> [Task]
Report each line of the rows below that contains the word "grass", copying every such line in full.

> [Material to process]
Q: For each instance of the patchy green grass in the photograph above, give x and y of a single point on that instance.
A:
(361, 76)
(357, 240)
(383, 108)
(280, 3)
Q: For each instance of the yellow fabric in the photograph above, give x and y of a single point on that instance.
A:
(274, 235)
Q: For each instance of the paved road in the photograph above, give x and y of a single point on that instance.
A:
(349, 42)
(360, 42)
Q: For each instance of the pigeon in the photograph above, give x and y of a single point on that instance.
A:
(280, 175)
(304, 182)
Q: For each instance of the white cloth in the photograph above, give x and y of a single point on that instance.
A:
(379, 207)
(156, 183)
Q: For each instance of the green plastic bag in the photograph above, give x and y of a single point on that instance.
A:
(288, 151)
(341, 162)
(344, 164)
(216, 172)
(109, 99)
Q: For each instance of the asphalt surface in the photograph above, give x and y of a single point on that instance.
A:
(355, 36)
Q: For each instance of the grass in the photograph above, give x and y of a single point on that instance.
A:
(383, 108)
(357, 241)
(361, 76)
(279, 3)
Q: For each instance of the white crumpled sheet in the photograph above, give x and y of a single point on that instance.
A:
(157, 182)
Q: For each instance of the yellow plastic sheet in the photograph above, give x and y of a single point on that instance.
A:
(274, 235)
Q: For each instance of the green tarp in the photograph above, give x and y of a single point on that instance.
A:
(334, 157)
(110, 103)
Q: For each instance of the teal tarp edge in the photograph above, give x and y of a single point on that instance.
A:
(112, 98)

* * *

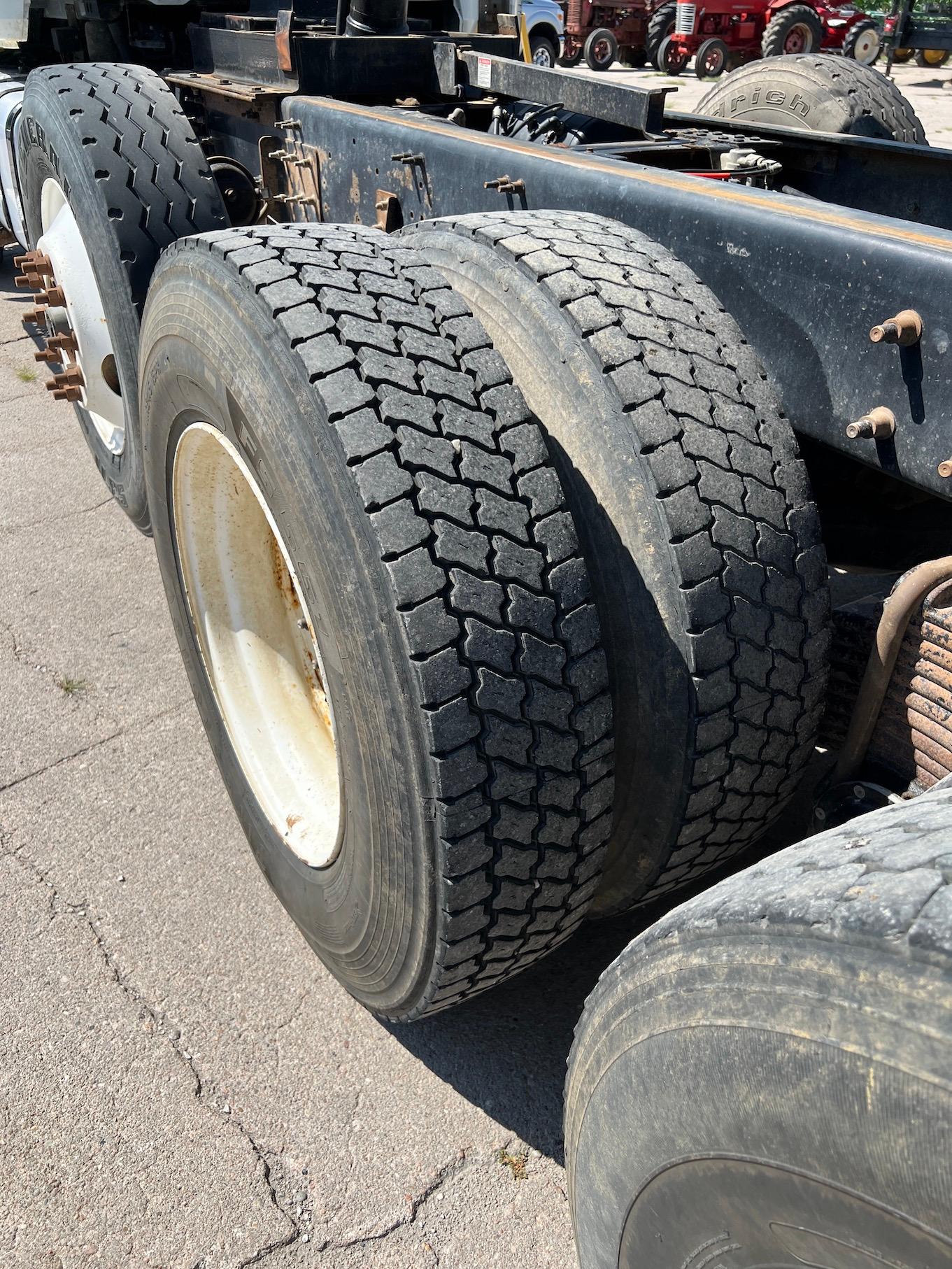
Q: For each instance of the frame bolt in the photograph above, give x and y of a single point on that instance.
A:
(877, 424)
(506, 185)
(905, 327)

> [Task response]
Q: For each instance of the patchy green grass in the photograph above, give x and y of a single point on that instance.
Q: For each instance of the grass in the photograph above, give x and y of a single point on that instance.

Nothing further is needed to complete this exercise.